─── TEXT EXTRACT

RLHF (Stage 3)#

Reinforcement Learning from Human Feedback is the final RL stage, run after RLVR and SWE-RL to improve model behavior and interaction quality.

Approach#

Uses a large Generative Reward Model (GenRM) to provide supervision during RL. The GenRM is a principle-following model trained as described in RL-BFF, which allows guiding Nemotron Super 3’s behavior on important domains like identity and safety-related topics.

GenRM Model#

Parameter	Value
Initialization	Qwen3-235B-A22B-Thinking-2507
Training Data	HelpSteer 3 + commercially friendly subsets of lmarena-140k + recently collected human preference data
Approach	Principle-following GenRM for guiding behavior on identity and safety domains

The GenRM is used throughout both the multi-environment RL stage (RLVR) AND as the sole reward signal in this RLHF-only stage.

KL Penalty#

Unlike the RLVR and SWE stages (which use KL=0), RLHF applies a KL penalty of 1e-4 to prevent the model from drifting too far from the reference policy. This is critical for maintaining the capabilities learned in prior stages while improving interaction quality.

Configuration#

Parameter	Value
Nodes	72 (576 GPUs)
Generation nodes	32 (colocated=false)

──────

#### SET PROBLEM 1
What KL penalty value does the RLHF text give for the RLHF stage?
#### SET PROBLEM 2
Carry on the RLHF text from its last line.
The records come from a source unrelated to the RLHF text.

─── ITEMS

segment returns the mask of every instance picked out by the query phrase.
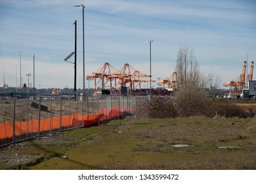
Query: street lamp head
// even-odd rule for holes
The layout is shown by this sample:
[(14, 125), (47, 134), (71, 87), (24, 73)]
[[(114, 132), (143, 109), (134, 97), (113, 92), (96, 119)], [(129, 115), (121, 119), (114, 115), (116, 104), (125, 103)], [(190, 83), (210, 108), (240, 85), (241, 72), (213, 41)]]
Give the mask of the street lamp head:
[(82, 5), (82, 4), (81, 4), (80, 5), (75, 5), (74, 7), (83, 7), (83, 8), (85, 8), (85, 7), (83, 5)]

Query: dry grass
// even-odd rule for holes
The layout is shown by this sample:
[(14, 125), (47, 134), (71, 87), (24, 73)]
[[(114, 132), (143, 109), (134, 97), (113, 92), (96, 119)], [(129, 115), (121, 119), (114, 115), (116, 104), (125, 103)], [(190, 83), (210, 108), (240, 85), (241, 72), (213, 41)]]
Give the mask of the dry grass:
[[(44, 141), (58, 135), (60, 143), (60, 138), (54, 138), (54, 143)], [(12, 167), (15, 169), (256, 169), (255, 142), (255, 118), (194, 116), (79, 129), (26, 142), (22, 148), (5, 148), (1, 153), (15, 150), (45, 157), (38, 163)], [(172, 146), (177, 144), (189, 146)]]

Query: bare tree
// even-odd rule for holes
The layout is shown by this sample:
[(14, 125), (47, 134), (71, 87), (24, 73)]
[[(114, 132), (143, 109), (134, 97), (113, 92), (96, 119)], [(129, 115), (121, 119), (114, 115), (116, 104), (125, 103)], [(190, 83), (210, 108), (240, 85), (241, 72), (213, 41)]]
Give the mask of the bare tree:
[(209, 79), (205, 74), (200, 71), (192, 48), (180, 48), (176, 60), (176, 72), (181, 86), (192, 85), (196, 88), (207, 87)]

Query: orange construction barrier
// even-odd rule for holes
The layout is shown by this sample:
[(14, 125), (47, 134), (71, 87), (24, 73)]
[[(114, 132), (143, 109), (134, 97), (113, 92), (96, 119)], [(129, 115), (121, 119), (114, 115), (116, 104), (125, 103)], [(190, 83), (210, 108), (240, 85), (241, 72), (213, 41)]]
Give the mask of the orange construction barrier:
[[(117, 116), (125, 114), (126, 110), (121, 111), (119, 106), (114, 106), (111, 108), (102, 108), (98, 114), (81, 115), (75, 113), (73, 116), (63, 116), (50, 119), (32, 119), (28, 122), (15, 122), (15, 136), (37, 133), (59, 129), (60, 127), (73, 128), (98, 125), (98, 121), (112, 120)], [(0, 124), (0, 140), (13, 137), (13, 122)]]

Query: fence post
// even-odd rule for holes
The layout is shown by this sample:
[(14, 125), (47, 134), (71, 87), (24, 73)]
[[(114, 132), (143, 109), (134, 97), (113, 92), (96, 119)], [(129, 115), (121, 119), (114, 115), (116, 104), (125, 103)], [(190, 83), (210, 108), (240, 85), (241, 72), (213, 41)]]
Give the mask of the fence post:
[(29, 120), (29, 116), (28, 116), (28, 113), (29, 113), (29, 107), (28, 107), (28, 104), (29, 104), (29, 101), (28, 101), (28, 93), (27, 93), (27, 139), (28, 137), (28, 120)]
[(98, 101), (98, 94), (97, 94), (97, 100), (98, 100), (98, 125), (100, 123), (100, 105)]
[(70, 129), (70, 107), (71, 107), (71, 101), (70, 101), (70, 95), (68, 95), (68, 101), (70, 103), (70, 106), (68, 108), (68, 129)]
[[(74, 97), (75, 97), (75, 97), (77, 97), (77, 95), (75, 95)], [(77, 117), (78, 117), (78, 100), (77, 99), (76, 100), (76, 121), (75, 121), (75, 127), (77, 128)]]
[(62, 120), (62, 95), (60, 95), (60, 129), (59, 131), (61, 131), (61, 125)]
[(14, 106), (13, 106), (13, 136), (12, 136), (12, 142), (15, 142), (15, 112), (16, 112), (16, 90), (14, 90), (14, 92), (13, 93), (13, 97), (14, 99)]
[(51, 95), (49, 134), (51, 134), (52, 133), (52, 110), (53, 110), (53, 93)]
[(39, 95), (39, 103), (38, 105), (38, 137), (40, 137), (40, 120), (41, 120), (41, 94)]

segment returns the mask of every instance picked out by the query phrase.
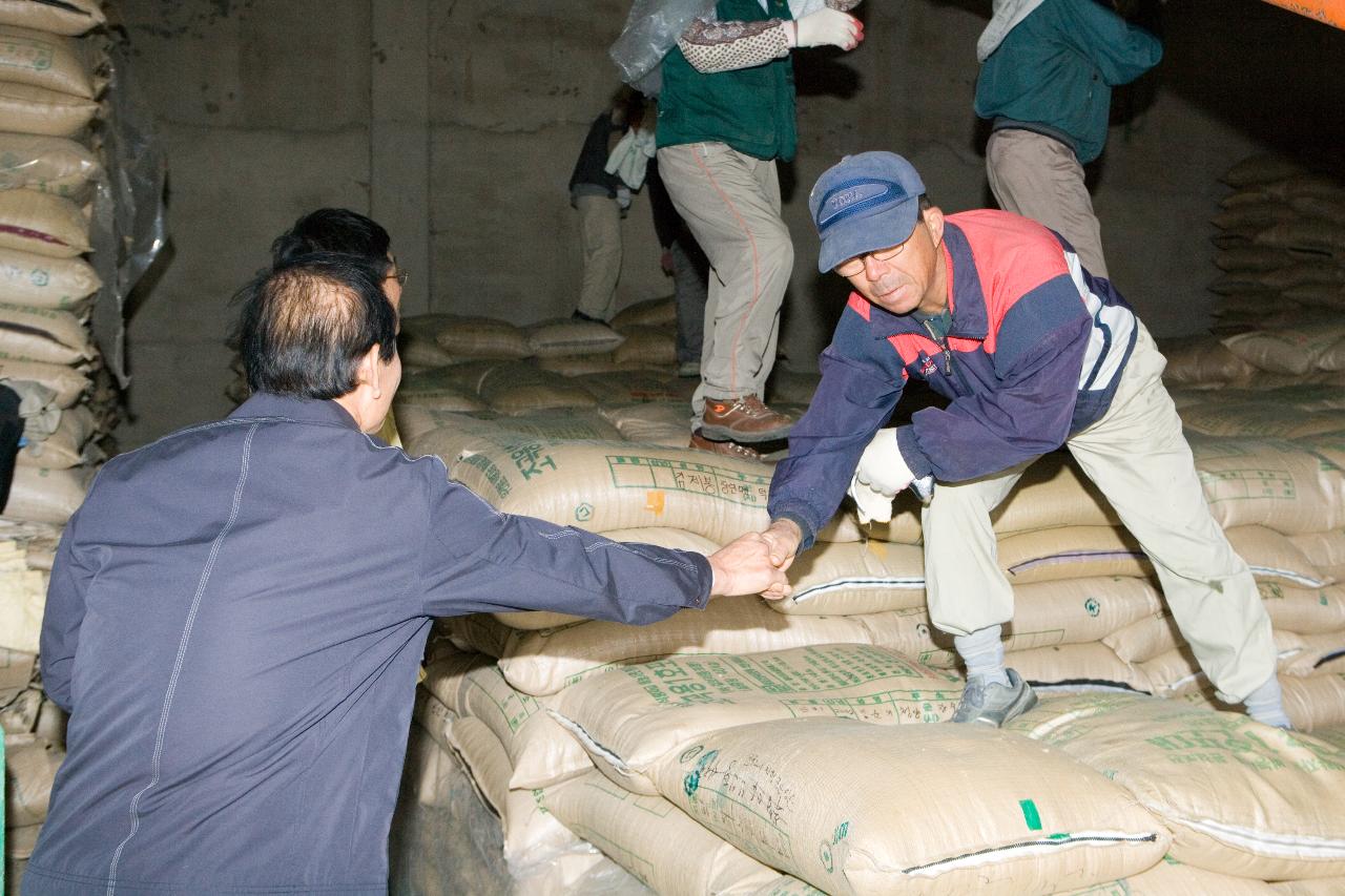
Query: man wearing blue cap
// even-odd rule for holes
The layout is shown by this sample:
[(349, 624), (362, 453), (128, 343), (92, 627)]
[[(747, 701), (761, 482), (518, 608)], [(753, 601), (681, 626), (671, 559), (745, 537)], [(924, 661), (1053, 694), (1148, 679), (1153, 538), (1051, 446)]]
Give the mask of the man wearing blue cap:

──────
─── ITEMS

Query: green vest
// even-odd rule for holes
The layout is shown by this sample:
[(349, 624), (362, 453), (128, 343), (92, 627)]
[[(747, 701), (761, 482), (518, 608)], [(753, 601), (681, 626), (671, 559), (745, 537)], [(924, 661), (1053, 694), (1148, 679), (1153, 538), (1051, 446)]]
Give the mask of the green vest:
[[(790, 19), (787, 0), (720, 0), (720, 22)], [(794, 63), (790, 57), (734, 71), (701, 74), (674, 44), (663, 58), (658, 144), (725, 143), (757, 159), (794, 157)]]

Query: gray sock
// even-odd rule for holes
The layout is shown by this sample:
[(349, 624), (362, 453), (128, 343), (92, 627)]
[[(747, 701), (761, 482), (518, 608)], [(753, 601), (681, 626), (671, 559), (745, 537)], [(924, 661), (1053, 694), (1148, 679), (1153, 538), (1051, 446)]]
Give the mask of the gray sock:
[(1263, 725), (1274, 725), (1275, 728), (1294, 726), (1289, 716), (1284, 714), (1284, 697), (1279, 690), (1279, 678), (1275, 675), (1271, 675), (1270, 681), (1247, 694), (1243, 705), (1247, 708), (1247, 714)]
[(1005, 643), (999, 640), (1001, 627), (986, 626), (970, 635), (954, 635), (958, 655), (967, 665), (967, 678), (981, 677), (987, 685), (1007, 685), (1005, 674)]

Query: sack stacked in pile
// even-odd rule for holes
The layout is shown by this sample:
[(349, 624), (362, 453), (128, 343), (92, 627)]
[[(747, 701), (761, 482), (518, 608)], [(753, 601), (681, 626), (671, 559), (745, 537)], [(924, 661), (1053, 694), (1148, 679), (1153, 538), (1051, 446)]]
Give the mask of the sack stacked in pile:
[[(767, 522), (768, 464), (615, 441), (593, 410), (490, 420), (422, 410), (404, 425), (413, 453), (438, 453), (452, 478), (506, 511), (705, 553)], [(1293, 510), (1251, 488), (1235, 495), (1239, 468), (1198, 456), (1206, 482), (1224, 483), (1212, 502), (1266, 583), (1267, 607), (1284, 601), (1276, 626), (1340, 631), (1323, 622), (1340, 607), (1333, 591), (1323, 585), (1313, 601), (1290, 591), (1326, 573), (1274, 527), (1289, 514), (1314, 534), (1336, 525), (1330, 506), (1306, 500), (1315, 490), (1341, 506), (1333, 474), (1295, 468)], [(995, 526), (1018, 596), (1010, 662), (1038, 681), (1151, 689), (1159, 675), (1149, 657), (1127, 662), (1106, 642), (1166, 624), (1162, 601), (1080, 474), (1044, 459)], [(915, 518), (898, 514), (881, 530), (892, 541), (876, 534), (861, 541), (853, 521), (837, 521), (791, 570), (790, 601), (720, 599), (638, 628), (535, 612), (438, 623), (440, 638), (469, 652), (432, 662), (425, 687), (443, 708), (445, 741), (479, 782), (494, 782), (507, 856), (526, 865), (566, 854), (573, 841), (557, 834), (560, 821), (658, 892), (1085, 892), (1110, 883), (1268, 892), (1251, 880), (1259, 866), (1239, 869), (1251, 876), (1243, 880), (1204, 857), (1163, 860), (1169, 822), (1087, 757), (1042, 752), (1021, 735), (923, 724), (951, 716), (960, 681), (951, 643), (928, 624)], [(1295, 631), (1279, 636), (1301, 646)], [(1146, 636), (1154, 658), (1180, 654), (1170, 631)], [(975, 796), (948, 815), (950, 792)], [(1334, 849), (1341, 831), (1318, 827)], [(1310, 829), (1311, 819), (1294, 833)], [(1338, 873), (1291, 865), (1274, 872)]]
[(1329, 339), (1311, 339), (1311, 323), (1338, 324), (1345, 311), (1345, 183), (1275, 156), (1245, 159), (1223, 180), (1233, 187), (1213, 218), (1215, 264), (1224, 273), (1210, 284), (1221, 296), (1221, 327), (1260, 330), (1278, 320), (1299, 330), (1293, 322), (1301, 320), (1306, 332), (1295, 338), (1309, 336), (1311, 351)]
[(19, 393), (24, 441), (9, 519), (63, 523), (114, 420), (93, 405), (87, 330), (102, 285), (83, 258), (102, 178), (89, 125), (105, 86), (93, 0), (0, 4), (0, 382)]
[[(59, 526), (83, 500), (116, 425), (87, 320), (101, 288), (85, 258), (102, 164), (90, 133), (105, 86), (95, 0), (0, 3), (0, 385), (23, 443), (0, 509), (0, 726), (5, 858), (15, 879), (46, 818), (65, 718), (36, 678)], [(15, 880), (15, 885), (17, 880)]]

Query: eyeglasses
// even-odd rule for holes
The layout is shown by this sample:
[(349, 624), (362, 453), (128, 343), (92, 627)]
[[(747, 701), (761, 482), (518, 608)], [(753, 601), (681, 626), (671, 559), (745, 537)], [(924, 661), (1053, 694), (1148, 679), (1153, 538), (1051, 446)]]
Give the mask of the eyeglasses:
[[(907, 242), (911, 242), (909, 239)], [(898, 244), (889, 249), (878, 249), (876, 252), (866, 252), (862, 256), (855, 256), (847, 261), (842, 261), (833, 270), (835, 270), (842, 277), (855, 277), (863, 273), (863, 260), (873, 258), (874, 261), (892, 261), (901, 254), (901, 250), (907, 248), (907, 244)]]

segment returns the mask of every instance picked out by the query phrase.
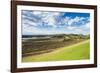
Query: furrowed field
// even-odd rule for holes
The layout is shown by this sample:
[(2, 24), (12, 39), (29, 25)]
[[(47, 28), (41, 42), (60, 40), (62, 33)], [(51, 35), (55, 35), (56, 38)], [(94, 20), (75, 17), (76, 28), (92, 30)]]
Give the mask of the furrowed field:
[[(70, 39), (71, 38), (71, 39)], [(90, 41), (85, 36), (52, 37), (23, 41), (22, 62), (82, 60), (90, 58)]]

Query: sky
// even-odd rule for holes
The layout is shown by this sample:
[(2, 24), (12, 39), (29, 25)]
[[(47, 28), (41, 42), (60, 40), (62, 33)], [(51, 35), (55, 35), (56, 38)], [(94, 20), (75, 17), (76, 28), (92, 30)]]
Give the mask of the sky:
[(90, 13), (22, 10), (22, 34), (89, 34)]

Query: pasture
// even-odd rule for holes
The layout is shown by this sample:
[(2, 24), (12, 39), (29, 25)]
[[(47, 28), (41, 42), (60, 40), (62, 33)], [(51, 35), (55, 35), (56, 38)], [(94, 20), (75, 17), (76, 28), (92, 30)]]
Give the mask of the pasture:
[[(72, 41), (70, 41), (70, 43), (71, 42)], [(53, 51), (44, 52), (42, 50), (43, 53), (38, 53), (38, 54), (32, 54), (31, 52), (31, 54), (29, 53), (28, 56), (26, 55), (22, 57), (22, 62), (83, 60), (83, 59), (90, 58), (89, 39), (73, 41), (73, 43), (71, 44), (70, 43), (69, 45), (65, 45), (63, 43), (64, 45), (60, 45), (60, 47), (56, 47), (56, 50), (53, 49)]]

──────

#### FINAL ANSWER 1
The RLHF stage applies a KL penalty of 1e-4.

#### FINAL ANSWER 2
NeMo Gym GPU nodes	8
Prompts/step	128
Generations/prompt	16
Batch size	2,048
Max sequence length	49,152
TP / CP	4 / 4
Learning rate	1e-6
KL penalty	1e-4
Overlong filtering	false
GenRM router DP size	8

Environments#

The RLHF stage uses GenRM comparison as the primary reward signal, along with tool use evaluation:

genrm_compare — Pairwise comparison using the GenRM model with principle-following prompts
single_step_tool_use_with_argument_comparison — Tool use correctness

Config Files#

stage3_rlhf/config/default.yaml — Full-scale 72-node config
stage3_rlhf/config/small.yaml — Reduced 24-node variant for testing

Usage#

Using nemotron CLI#

uv run nemotron super3 rl rlhf --run YOUR-CLUSTER

--run YOUR-CLUSTER refers to a profile defined in your env.toml file. See the env.toml setup guide for details.

Using super_launch.sh#

EXP_NAME=stage3-rlhf \
CONFIG_PATH=examples/configs/super/stage3_rlhf.yaml \
MODEL_PATH=/path/to/swe2_checkpoint \
TRAIN_PATH=$DATA_DIR/rlhf/train-split.jsonl \
VAL_PATH=$DATA_DIR/rlhf/val-split.jsonl \
CONTAINER=nvcr.io/nvidia/nemo-rl:v0.5.0.nemotron_3_super \
SANDBOX_CONTAINER=$SANDBOX_CONTAINER \
PERSISTENT_CACHE=$PERSISTENT_CACHE \
EXTRA_MOUNTS=$EXTRA_MOUNTS \
SLURM_PARTITION=$SLURM_PARTITION \
SLURM_ACCOUNT=$SLURM_ACCOUNT \
bash super_launch.sh

See the upstream training guide for full details on environment variables.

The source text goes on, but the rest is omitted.